Problem:
Format every line of the listing below as a numbered list, omitting any blank lines.

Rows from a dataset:
***
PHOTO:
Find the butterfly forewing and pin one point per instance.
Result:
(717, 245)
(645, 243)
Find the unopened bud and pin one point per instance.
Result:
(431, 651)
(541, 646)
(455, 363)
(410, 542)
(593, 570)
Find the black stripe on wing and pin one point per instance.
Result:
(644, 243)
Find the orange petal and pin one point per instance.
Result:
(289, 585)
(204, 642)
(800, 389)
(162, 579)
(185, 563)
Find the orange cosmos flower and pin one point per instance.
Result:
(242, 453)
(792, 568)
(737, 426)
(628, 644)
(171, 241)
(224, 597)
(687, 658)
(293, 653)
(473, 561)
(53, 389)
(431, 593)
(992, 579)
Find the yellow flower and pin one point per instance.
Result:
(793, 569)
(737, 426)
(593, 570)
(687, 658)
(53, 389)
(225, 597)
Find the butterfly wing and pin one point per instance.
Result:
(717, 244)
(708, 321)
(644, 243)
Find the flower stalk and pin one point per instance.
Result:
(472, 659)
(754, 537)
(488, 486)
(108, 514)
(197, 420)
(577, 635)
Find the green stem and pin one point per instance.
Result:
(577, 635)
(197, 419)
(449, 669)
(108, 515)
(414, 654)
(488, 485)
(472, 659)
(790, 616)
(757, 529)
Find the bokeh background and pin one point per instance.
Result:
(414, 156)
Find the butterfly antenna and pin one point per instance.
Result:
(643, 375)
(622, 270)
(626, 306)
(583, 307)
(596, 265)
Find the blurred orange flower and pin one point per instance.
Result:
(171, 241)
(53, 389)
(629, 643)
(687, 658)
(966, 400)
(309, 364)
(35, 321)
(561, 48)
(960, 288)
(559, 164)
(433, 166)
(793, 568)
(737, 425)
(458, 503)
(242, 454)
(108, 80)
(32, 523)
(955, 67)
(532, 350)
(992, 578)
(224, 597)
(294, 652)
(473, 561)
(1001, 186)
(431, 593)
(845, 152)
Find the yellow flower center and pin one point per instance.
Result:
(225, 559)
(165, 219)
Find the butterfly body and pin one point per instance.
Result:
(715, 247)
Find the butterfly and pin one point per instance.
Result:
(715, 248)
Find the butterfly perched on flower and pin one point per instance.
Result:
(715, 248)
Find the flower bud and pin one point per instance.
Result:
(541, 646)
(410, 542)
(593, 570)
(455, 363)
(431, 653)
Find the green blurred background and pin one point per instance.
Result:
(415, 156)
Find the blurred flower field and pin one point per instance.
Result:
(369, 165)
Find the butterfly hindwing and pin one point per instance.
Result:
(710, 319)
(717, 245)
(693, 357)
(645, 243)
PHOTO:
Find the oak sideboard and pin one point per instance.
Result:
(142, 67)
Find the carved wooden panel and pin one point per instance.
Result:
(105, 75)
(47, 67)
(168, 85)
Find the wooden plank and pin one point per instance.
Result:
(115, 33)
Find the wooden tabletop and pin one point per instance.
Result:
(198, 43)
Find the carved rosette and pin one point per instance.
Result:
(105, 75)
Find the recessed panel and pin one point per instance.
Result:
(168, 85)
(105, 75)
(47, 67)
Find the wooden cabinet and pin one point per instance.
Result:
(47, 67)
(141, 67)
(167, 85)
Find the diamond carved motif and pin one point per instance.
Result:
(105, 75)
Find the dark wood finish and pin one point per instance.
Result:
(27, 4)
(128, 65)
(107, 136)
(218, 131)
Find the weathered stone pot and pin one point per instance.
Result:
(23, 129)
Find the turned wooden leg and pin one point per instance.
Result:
***
Answer:
1. PHOTO:
2. Find the butterfly forewing and pin one point per instance.
3. Result:
4. (717, 245)
5. (645, 243)
6. Find the unopened bud and pin one point per instance.
7. Result:
8. (431, 651)
9. (541, 646)
10. (455, 363)
11. (410, 542)
12. (593, 570)
13. Find the black stripe on wing and pin one point per instance.
14. Result:
15. (644, 243)
16. Find the orange petal and pin one point per instance.
17. Result:
18. (289, 585)
19. (204, 642)
20. (800, 389)
21. (162, 579)
22. (185, 563)
23. Find the orange cosmos flower and pin one point per instance.
24. Result:
25. (242, 453)
26. (792, 568)
27. (737, 426)
28. (628, 644)
29. (171, 241)
30. (224, 597)
31. (687, 658)
32. (293, 653)
33. (473, 561)
34. (53, 389)
35. (431, 593)
36. (992, 579)
37. Find the yellow flower and pin one point per instance.
38. Result:
39. (793, 569)
40. (737, 426)
41. (593, 570)
42. (687, 658)
43. (53, 389)
44. (225, 597)
45. Find the butterfly wing and pin one point per instance.
46. Result:
47. (717, 244)
48. (708, 321)
49. (644, 243)
50. Find the flower stalk and pin one point per instance.
51. Result:
52. (472, 659)
53. (754, 537)
54. (488, 486)
55. (108, 514)
56. (197, 420)
57. (577, 635)
58. Find the green stem and pin one point per instance.
59. Result:
60. (577, 635)
61. (197, 419)
62. (449, 669)
63. (108, 515)
64. (414, 654)
65. (488, 485)
66. (472, 659)
67. (790, 616)
68. (757, 529)
69. Find the bokeh background and pin one point per instance.
70. Result:
71. (414, 156)
72. Find the butterfly antenna and pin one point per instance.
73. Result:
74. (643, 375)
75. (622, 270)
76. (626, 306)
77. (583, 307)
78. (596, 265)
79. Find the blurred orange flower and pin one point per instance.
80. Result:
81. (171, 241)
82. (53, 389)
83. (629, 643)
84. (687, 658)
85. (966, 400)
86. (309, 364)
87. (35, 321)
88. (561, 48)
89. (960, 288)
90. (559, 164)
91. (433, 166)
92. (793, 568)
93. (737, 425)
94. (458, 503)
95. (242, 454)
96. (108, 80)
97. (32, 523)
98. (955, 67)
99. (532, 350)
100. (992, 578)
101. (224, 597)
102. (294, 652)
103. (473, 561)
104. (1001, 186)
105. (431, 593)
106. (845, 152)
107. Find the yellow flower center and pin one point per instance.
108. Result:
109. (225, 559)
110. (165, 219)
111. Find the butterfly body and pin one point per instance.
112. Result:
113. (715, 247)
114. Find the butterfly and pin one point per instance.
115. Result:
116. (715, 248)
117. Find the butterfly perched on flower and pin one point per instance.
118. Result:
119. (715, 248)
120. Find the flower bud and pin one point per instance.
121. Result:
122. (541, 646)
123. (410, 542)
124. (593, 570)
125. (455, 363)
126. (431, 653)
127. Find the green blurred background and pin one point per instance.
128. Result:
129. (415, 156)
130. Find the blurred flower field and pin one point per instance.
131. Result:
132. (369, 165)
133. Find the butterfly hindwing and pin one point per instance.
134. Result:
135. (710, 319)
136. (717, 245)
137. (693, 357)
138. (645, 243)
139. PHOTO:
140. Find the oak sideboard and pin one point per instance.
141. Result:
142. (142, 67)
143. Find the carved wooden panel and pin one point per instance.
144. Result:
145. (105, 75)
146. (47, 67)
147. (168, 85)
148. Find the wooden plank and pin one point per instance.
149. Result:
150. (115, 33)
151. Find the wooden tabletop and pin one point per instance.
152. Result:
153. (198, 43)
154. Find the carved rosette and pin one point per instance.
155. Result:
156. (105, 75)
157. Find the recessed panel and pin one point per instance.
158. Result:
159. (168, 85)
160. (105, 75)
161. (47, 67)
162. Find the wooden cabinet and pin one point per instance.
163. Result:
164. (47, 67)
165. (141, 67)
166. (167, 85)
167. Find the diamond carved motif and pin one point per instance.
168. Result:
169. (105, 75)
170. Find the dark wood finish and pin one point per instance.
171. Result:
172. (27, 4)
173. (128, 65)
174. (107, 136)
175. (218, 131)
176. Find the weathered stone pot and pin one point per instance.
177. Result:
178. (23, 129)
179. Find the turned wooden leg and pin one point per instance.
180. Result:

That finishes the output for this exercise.